_TASK DETAILS_
Rewrite everything from the start of the rows below down to the line containing "[187,878,408,927]", both ends included, keeping the requests and scaling every bounding-box coordinate in the answers by 1.6, rounded to whole numbers with halves rounded up. Leave the pictures out.

_RECORDS SHOWN_
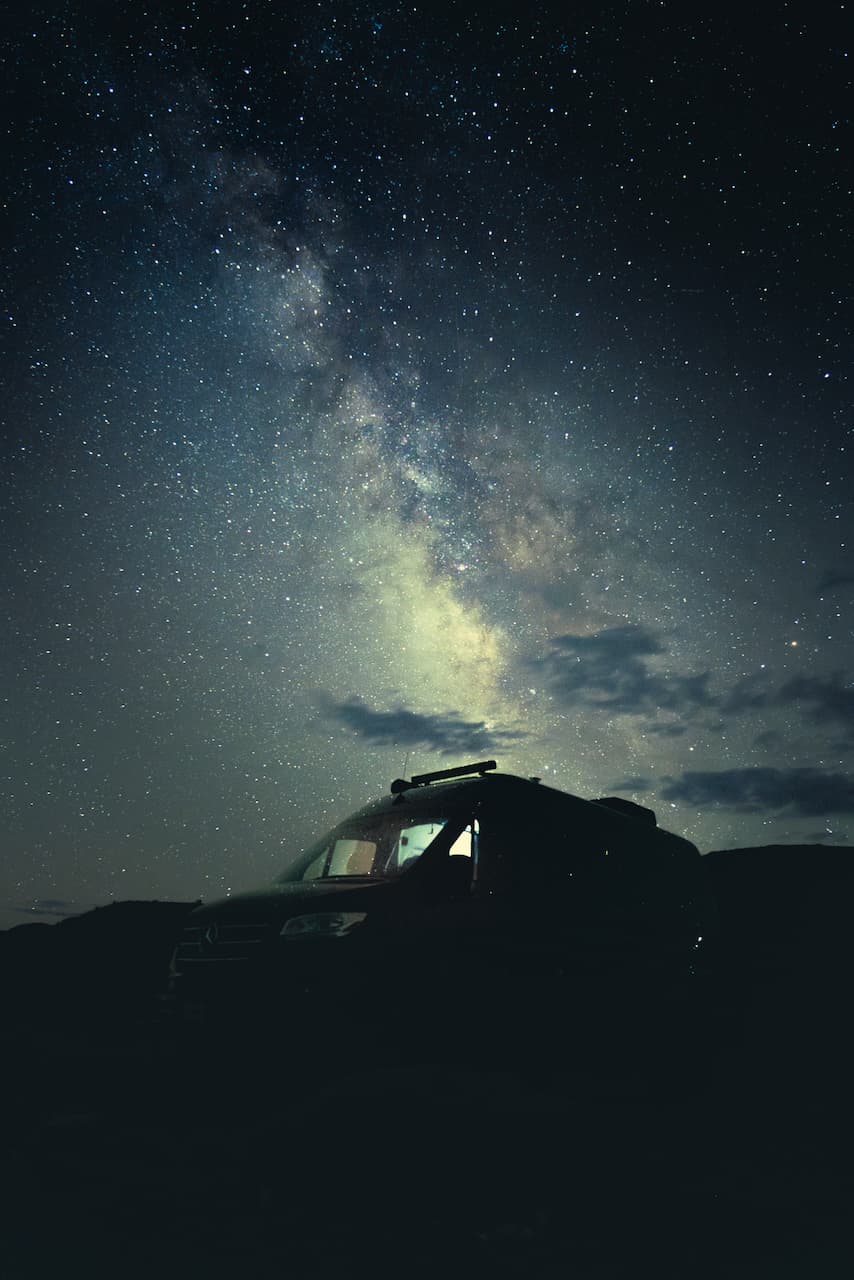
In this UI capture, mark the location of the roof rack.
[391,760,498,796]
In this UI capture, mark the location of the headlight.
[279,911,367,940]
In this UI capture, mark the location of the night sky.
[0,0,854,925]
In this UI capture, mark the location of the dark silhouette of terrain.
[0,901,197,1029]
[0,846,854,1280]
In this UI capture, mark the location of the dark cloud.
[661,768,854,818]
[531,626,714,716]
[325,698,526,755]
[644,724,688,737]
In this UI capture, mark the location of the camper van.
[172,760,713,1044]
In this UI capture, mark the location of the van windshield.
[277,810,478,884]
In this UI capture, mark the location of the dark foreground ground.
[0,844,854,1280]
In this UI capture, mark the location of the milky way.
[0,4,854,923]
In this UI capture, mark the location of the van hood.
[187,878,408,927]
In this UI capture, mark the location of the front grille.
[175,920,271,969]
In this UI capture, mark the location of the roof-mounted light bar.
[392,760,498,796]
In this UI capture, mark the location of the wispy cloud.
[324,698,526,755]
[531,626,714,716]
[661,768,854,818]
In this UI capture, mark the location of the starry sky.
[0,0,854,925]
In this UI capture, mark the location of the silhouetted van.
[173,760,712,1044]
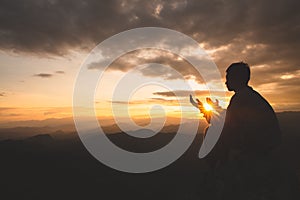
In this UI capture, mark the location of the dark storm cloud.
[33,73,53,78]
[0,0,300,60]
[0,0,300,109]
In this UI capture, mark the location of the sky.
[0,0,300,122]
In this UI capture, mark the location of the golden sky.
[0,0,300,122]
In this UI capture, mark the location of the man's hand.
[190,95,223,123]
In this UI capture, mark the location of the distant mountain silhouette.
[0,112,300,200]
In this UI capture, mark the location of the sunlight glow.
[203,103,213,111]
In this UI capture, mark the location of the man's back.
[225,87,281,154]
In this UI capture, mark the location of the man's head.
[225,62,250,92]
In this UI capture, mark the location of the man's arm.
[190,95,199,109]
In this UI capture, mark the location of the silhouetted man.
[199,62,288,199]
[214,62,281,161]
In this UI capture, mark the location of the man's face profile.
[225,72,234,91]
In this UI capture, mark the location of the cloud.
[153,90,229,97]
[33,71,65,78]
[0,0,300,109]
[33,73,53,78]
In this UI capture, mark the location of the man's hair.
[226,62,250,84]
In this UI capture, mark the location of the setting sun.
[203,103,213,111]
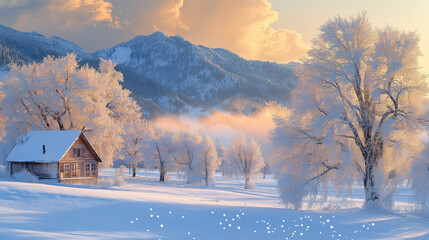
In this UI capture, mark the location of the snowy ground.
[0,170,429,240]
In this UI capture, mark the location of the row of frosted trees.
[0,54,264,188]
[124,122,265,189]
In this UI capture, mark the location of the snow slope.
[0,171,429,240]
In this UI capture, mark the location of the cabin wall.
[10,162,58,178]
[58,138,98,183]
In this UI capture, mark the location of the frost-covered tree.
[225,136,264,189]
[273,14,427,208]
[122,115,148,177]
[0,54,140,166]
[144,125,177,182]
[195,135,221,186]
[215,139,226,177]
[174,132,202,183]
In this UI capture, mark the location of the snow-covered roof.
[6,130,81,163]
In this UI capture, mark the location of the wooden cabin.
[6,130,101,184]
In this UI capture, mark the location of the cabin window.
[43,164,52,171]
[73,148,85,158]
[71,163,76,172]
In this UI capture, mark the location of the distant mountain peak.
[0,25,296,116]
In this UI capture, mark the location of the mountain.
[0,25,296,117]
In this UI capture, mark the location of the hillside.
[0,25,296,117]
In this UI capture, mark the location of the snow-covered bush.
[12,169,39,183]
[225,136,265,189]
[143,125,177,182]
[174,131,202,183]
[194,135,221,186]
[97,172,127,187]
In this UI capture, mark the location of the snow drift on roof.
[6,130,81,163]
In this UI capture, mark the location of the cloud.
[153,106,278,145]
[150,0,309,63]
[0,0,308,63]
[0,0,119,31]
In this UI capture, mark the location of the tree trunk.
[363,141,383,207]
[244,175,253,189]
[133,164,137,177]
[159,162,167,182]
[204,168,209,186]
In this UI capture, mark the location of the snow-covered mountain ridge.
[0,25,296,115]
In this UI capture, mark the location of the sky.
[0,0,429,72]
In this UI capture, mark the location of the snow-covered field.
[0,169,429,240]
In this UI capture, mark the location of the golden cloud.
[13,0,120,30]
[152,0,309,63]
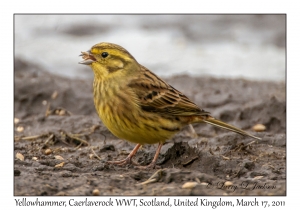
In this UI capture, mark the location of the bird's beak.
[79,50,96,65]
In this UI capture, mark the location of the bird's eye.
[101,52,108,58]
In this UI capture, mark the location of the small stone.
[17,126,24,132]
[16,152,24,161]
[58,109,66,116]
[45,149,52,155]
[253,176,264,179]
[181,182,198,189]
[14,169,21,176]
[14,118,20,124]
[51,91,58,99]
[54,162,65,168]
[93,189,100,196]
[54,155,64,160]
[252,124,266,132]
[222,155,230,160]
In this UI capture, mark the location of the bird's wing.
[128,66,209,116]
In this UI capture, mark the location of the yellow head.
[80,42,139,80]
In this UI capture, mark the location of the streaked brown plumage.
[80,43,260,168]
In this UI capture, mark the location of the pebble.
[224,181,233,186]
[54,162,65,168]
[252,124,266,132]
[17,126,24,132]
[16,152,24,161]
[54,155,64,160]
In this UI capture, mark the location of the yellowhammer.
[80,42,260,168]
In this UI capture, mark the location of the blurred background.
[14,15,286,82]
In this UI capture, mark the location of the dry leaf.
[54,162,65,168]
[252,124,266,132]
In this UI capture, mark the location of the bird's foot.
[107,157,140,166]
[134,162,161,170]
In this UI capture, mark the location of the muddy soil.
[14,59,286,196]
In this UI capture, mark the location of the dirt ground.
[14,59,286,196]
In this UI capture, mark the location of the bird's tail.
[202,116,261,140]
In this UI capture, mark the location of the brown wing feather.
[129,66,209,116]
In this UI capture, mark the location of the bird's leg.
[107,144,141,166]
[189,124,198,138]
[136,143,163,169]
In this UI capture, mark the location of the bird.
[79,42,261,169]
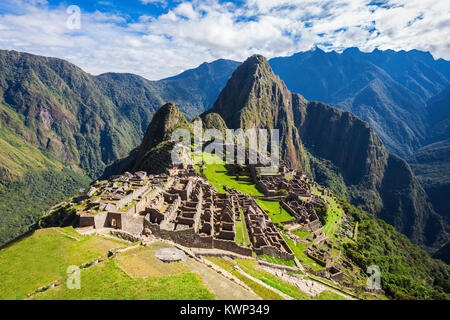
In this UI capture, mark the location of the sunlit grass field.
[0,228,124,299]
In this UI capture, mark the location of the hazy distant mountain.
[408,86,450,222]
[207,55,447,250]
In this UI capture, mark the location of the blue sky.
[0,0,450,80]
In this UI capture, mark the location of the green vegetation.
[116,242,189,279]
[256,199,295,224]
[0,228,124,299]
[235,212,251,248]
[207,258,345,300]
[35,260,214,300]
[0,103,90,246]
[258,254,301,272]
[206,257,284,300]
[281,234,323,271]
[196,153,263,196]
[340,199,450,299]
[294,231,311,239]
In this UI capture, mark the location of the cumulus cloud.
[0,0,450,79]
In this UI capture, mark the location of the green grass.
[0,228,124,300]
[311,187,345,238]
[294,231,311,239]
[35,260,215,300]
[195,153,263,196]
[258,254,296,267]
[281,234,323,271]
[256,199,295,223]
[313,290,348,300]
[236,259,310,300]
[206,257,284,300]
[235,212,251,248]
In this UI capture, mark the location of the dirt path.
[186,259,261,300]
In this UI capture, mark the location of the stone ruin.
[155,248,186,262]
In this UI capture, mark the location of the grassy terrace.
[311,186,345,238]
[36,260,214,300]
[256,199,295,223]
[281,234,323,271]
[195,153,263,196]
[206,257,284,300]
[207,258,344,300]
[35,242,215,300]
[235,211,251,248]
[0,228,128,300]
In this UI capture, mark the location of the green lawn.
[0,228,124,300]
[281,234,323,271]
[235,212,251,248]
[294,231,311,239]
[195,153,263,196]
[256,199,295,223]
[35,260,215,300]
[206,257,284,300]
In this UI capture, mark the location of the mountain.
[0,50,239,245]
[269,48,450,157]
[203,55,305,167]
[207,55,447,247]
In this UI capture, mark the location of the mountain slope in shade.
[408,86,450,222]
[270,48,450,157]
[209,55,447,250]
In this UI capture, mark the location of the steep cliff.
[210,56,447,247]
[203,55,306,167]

_CORRECT RESULT_
In this UI capture, mark the location of the roof rack.
[626,1216,797,1274]
In this UI capture, mark the location of the headlight.
[446,1458,587,1504]
In this UI capture, mark the location of the night sky.
[0,0,1366,1480]
In this UI capture, mark the location of the dark silhouette of terrain.
[0,1442,315,1646]
[0,1354,1366,2048]
In this UI capture, mark the location of the dark cloud.
[1058,1229,1366,1309]
[850,1002,1142,1146]
[520,1117,842,1208]
[1030,1158,1101,1179]
In this UI capture, mark the location of the camper van.
[275,1216,1141,1670]
In this UI capture, mark the location of the van windshield.
[443,1296,765,1414]
In this UI capture, mark the location of the dark foreground ground.
[0,1350,1366,2048]
In this UI capture, mark the location of the milky way.
[0,6,1366,1477]
In this UI capture, mark the location of the van hood.
[299,1405,653,1483]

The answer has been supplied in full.